··· Data provided ···
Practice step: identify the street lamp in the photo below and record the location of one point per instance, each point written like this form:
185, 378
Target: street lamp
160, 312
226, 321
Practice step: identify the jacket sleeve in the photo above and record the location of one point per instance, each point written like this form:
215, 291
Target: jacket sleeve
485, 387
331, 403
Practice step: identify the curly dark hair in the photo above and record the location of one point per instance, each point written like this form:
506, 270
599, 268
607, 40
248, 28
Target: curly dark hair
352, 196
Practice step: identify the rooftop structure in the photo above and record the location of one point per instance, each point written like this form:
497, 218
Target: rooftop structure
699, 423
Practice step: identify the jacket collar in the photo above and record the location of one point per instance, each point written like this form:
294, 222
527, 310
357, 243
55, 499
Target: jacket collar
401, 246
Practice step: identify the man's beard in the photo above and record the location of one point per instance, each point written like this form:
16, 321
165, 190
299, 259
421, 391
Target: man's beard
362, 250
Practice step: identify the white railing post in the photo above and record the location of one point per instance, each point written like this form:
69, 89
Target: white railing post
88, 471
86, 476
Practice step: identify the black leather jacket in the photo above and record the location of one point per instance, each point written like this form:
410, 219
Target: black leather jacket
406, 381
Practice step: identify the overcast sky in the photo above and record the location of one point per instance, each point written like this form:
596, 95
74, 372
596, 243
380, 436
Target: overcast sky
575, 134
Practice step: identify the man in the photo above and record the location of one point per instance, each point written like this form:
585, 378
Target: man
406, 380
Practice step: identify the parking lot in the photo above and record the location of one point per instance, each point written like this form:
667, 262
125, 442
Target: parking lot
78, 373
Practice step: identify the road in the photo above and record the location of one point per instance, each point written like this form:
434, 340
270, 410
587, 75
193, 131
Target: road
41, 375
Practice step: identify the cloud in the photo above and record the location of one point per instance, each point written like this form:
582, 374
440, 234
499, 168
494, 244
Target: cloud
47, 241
···
Description of the task –
Update all of the lines above by replacing "Target" with "Object" everywhere it occurs, and keep everything else unchanged.

Response –
Practice step: identify the street lamp in the photo below and record the location of one point per instance, each point written like this form:
185, 378
Object: street lamp
160, 312
226, 321
Practice step: identify the jacket sleeve in the photo above and record the location of one point per instance, each point written like this form:
215, 291
Object: jacket sleeve
485, 387
331, 403
Practice step: identify the curly dark hair in the photo above and record the location of one point per instance, each point written like this form:
506, 270
599, 268
607, 40
248, 28
Object: curly dark hair
352, 196
Practice step: identify the rooftop structure in the photo above and record the location of one point per instance, each point written like this form:
497, 218
Object: rooftop structure
699, 423
Practice step: identify the jacket collar in the photo above and record the location of one point per instance, each point written like this form:
294, 222
527, 310
357, 243
55, 499
Object: jacket collar
401, 246
Practice step: identify the man's beard in the photo above and record the location of one point per instance, each point written like this form:
16, 321
165, 190
299, 259
421, 391
Object: man's beard
362, 250
Practice step: identify the white railing post in the photo above and record the location of one point per instance, each point written like this form:
69, 89
Object: white railing post
88, 471
86, 476
Practice step: identify the black leather jacket in the photo above and record the location of one point per instance, each point written like this form:
410, 219
Object: black leather jacket
406, 381
Practice step: identify the overcast sky in the photo above and record the location of one point per instance, each point written like this form:
596, 95
74, 372
596, 243
380, 436
Object: overcast sky
575, 134
Practice step: identify the man in the photo above and record the location of one point per instance, each point written like this form:
585, 378
Object: man
406, 380
Practice step: identify the parking lot in the photo above and record the location of one point per instance, each point written like this form:
667, 262
125, 442
Object: parking lot
78, 373
Practice step: identify the road in the photo above and record the location of one point per instance, each point written like this form:
434, 340
270, 410
587, 75
193, 131
Object: road
41, 375
Practice step: identify the cloud in the photo above and record the location of one point per instance, each point written like this form:
582, 374
440, 234
499, 168
494, 244
Object: cloud
47, 241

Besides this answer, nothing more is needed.